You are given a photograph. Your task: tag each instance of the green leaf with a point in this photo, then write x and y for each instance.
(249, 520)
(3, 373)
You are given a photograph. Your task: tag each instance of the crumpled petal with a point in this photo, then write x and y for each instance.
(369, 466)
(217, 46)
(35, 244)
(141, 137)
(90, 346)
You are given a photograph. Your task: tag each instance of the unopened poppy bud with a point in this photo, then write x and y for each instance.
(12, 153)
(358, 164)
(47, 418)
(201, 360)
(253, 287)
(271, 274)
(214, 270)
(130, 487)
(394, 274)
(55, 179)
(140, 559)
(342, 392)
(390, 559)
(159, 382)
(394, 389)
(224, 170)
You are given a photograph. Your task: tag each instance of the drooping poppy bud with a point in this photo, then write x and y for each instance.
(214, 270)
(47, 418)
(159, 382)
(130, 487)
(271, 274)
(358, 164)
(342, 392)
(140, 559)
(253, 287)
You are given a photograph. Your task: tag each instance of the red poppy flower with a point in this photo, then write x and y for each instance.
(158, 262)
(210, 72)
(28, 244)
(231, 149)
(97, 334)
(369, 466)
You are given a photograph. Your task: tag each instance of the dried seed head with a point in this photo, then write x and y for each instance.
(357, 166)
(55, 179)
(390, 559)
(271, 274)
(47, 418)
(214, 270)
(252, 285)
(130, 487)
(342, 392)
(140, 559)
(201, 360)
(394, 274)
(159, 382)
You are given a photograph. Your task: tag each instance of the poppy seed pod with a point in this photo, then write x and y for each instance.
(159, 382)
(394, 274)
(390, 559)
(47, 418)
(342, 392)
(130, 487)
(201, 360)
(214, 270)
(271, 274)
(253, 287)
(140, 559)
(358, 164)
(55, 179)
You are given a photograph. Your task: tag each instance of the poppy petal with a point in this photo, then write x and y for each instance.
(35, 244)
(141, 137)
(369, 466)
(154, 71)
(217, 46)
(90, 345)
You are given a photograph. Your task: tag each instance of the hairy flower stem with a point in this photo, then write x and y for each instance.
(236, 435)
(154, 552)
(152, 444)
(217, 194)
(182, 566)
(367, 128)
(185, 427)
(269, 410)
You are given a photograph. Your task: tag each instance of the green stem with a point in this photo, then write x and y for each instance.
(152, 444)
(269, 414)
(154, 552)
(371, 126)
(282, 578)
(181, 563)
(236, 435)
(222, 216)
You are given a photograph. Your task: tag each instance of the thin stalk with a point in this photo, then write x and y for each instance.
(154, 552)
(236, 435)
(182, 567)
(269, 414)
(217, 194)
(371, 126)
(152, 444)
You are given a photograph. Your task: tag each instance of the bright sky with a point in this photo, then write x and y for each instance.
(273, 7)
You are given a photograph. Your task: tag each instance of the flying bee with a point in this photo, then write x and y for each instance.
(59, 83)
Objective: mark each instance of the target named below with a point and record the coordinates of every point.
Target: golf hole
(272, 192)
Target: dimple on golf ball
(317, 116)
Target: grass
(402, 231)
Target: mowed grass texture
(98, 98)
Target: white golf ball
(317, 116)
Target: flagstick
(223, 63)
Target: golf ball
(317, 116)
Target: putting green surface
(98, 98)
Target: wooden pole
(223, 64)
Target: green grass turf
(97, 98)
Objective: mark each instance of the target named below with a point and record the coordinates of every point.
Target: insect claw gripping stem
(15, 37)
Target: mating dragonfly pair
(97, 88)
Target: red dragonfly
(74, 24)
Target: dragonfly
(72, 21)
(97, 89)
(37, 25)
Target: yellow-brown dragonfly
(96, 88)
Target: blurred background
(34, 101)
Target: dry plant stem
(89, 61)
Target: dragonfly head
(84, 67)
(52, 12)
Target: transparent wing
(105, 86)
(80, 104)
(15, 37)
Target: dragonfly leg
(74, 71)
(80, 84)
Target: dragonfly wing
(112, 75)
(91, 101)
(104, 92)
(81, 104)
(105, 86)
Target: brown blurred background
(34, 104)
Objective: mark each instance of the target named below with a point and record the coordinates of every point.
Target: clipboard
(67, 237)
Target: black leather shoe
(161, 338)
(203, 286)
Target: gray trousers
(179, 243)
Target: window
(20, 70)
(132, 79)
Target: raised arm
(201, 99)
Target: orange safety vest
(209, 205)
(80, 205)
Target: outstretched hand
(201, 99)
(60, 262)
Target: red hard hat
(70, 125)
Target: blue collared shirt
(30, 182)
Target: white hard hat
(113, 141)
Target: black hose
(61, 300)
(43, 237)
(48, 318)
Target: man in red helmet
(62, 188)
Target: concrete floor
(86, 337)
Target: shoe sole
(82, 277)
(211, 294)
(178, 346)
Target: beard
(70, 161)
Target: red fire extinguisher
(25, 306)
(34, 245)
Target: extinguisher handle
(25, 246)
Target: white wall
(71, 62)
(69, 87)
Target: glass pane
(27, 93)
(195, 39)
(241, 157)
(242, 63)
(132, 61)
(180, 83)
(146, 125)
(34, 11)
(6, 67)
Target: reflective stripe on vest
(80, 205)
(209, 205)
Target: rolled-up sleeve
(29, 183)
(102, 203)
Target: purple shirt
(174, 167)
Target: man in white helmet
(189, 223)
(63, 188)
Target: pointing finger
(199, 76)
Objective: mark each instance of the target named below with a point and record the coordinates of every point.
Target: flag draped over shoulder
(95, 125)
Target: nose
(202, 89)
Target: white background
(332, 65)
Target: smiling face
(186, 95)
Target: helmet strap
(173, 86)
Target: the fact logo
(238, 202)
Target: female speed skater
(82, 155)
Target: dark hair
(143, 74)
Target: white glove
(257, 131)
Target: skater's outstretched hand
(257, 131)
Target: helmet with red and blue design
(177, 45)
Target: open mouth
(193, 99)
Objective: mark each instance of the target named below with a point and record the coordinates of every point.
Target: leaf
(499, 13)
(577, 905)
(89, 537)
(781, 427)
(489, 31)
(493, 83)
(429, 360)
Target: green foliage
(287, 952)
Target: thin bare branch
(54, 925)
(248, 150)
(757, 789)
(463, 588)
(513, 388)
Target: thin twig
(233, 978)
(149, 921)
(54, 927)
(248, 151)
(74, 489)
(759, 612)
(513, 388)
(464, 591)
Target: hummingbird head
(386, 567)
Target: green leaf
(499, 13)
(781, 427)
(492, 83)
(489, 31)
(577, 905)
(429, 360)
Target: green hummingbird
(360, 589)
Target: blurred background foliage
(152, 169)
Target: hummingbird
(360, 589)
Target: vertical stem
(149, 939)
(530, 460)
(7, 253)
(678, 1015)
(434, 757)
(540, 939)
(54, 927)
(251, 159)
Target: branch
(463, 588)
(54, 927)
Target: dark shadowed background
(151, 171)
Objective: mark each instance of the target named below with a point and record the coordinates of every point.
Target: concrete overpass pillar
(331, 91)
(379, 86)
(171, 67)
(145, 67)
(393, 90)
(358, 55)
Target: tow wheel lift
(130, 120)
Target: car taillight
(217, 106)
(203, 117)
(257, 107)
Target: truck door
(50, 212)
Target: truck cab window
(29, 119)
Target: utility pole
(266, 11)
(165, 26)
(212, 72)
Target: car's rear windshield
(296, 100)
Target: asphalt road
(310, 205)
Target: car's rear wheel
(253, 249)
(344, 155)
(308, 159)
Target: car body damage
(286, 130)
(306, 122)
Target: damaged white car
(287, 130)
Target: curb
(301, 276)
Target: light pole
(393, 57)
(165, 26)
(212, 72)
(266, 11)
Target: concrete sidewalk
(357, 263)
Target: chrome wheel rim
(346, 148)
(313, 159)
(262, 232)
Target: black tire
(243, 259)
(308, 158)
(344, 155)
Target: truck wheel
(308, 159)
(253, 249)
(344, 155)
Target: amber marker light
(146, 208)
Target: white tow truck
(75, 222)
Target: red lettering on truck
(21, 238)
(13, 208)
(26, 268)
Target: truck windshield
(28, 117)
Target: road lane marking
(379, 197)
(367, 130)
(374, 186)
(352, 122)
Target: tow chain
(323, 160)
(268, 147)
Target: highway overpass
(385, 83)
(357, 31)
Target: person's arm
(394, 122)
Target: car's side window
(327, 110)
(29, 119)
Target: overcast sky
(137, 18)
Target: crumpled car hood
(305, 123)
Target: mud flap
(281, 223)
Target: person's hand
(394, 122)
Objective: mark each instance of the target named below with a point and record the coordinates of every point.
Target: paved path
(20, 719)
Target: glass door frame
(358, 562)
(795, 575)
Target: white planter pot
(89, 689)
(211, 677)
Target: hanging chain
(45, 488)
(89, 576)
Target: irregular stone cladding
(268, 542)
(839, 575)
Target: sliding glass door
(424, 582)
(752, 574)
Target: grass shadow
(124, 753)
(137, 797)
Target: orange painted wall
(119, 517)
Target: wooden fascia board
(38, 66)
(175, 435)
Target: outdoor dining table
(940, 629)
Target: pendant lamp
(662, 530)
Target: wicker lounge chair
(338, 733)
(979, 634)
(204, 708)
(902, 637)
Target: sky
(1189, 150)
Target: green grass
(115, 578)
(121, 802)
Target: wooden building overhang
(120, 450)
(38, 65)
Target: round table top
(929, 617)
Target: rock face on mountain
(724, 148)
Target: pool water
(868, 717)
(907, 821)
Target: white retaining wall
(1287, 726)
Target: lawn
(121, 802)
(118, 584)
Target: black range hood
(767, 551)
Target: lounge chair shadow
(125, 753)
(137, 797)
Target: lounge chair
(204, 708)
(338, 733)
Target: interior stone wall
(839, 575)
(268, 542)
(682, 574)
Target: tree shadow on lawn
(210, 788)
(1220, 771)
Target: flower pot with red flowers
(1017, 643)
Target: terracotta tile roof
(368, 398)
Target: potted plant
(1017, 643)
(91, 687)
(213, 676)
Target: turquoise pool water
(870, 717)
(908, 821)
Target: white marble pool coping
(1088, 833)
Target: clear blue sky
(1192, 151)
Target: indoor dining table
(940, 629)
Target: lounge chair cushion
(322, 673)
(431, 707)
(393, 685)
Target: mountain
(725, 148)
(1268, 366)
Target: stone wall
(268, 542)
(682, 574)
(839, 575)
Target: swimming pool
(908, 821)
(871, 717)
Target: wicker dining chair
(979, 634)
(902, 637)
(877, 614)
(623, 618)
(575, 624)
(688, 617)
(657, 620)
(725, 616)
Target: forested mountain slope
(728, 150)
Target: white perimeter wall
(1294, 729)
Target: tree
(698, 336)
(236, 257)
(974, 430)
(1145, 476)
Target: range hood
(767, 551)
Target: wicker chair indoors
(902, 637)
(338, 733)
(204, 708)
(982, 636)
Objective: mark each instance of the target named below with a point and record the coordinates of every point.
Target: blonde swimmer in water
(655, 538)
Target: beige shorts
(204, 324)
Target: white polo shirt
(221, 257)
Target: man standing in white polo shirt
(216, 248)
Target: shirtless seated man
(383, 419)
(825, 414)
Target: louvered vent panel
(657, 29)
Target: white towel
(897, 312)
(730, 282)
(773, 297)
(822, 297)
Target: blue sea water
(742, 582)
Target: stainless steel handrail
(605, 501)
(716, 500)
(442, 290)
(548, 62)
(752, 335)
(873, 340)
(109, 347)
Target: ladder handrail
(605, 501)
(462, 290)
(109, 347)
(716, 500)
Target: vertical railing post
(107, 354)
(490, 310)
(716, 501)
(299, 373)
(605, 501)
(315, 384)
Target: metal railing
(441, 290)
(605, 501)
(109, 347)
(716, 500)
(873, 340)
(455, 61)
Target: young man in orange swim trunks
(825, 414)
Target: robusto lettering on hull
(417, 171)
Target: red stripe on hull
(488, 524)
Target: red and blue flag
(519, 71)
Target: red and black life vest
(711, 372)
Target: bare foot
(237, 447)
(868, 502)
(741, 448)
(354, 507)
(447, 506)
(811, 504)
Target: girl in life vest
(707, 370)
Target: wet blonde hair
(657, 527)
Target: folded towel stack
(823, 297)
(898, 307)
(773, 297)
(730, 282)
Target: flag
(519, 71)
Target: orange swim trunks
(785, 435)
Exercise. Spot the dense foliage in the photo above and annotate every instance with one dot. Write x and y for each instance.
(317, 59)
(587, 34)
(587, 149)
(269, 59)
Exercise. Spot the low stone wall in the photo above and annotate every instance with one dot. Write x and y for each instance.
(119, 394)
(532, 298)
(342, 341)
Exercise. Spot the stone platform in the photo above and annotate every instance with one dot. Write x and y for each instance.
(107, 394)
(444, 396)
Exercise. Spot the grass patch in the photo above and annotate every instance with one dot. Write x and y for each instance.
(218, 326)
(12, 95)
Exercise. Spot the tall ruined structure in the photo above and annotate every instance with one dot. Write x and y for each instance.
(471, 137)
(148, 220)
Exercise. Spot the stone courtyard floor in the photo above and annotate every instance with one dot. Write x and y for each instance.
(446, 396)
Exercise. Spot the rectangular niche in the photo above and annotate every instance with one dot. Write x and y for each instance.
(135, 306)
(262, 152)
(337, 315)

#### TASK GOAL:
Lines before the one containing "Target: metal railing" stay out; reproduce that line and all the lines after it, through the end of the listing, exactly.

#### EXERCISE RESPONSE:
Target: metal railing
(441, 290)
(605, 501)
(109, 347)
(716, 500)
(873, 340)
(455, 61)
Target: young man in orange swim trunks
(825, 414)
Target: robusto lettering on hull
(417, 171)
Target: red stripe on hull
(488, 524)
Target: red and blue flag
(519, 71)
Target: red and black life vest
(711, 372)
Target: bare foot
(237, 447)
(868, 502)
(741, 448)
(354, 507)
(447, 506)
(811, 504)
Target: girl in life vest
(707, 370)
Target: wet blonde hair
(657, 527)
Target: folded towel stack
(823, 297)
(898, 307)
(773, 297)
(730, 282)
Target: flag
(519, 71)
Target: orange swim trunks
(785, 435)
Exercise. Spot the dense foliage in the photo above and annotate every instance with one dot. Write x and y for each instance.
(317, 59)
(587, 34)
(587, 149)
(269, 59)
Exercise. Spot the low stone wall in the photo above and annotate every instance with one dot. Write x and y for each instance.
(119, 394)
(532, 298)
(342, 341)
Exercise. Spot the stone platform in the photo above and annotate every instance with one dot. Write x and y for each instance.
(107, 394)
(444, 396)
Exercise. Spot the grass patch in the photo above and annotate every instance with one dot. Write x and y for each instance.
(218, 326)
(12, 95)
Exercise. Spot the tall ruined structure in the photo above and annotate every instance with one dot. Write x and y for each instance.
(471, 137)
(148, 220)
Exercise. Spot the stone courtyard floor in the photo above and annotate every instance with one dot. Write x and y for each instance.
(446, 396)
Exercise. Spot the rectangular niche in the photo above and annotate every instance with one dot. Write x and y for each instance.
(135, 306)
(262, 152)
(337, 315)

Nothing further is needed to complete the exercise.